Document

-.-.-

The District of Columbia Tuition Assistance Grant (DCTAG) program was established in 1999 to subsidize the tuition and fees of D.C. high school graduates that attend public institutions outside of the capital. It provided a subsidy to graduates equal to the difference between the in-state and out-of-state tuition rate, giving DC residents de-facto in-state status at eligible public institutions. The maximum benefit that students receive is $10,000 per year enrolled ($50,000 over their lifetime). The program initially had eligibility to public institutions in Virginia and Maryland in the first year, but later expanded to include all public postsecondary institutions nationwide. The program also allowed for subsidies for students to attend private colleges in DC or historically black colleges and universities, with a maximum benefit of $2,500 per year ($12,500 over their lifetime). To be eligible, for the program, individuals must have been DC residents for at least 12 months before college enrollment, graduated from high school (or obtained a GED) after 1997, and must begin undergraduate studies within three years of graduation.
Abraham and Clark (2006) study the impact of the DCTAG program on the enrollment decisions of DC residents. They provide a difference-in-difference estimate that examines how college enrollment of DC residents compares to enrollment by residents in other states. They examine changes in enrollment around the rollout of the program (1998-2002). Hendren and Sprung-Keyser (2020) translate estimates from Abraham and Clark (2006) to construct an MVPF of this tuition support program. To do so, they use these estimates to project the impact of the policy on lifetime earnings and tax revenue. They utilize estimates from Zimmerman (2014) on the impact attendance of college on earnings and assume that the returns to college are constant in percentage terms over the lifecycle.
MVPF = 23.0
Hendren and Sprung-Keyser (2020) estimate the direct program costs based on the average subsidy received and an assumed number of years of enrollment. This yields a value of $1176. Increases in the years of education produce additional costs for the government through the costs of college. However, the costs of college vary by state and the DCTAG-eligible residents attended postsecondary programs across various states. Hendren and Sprung-Keyser (2020) produce a measure of the average costs of college and average tuition by using the tabulation of fall enrollment for DC high school graduates by school. Following the approach of Zimmerman (2014), Hendren and Sprung-Keyser (2020) calculate the governments costs per full time enrollee for each state in which a DC resident enrolled in public university based on data from the Delta Cost Project. The supplemental costs of enrollment are $1,298. Hendren and Sprung-Keyser (2020) also incorporate the reduction in government costs due to lifetime higher earnings by college enrollees. The impact of the program on earnings is outlined in the Willingness to Pay section below. Those earnings gains are translated into government savings using a 18.9% tax and transfer rate, based on estimates from the Congressional Budget Office. The earnings gains result in $2,084 in additional government revenue, causing the net cost of the program to fall to $390.

-.-.-

Extracted records
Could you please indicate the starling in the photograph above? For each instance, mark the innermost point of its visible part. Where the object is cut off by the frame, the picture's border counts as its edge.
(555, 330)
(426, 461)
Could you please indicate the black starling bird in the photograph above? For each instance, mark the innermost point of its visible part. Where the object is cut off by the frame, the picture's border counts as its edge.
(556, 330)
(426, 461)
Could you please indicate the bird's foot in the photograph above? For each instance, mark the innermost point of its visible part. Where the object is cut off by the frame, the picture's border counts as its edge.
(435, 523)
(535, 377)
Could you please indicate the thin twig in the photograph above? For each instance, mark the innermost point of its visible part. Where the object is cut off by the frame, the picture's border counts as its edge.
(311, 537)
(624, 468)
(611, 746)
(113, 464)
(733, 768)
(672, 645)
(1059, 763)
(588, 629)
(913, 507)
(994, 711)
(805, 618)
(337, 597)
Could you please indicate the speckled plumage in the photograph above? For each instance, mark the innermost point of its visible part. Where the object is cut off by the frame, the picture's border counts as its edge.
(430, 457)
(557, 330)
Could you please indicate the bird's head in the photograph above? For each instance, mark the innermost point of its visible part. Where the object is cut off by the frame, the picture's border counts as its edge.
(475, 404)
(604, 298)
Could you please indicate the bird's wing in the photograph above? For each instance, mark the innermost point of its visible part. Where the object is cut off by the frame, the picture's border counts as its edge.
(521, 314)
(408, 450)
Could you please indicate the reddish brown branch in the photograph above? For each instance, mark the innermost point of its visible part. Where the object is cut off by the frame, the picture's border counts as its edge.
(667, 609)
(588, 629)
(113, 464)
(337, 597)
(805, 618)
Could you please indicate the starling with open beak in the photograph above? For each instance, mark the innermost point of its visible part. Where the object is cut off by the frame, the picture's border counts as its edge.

-.-.-

Exercise details
Answer these questions about the tuition grant text:
(a) In what year was the program established?
(b) What is the maximum yearly benefit for students attending private colleges in DC or historically black colleges and universities?
(c) What tax and transfer rate is used to translate earnings gains into government savings?
Rely only on the text for your answers.

Result of the exercise
(a) 1999
(b) $2,500 per year
(c) 18.9%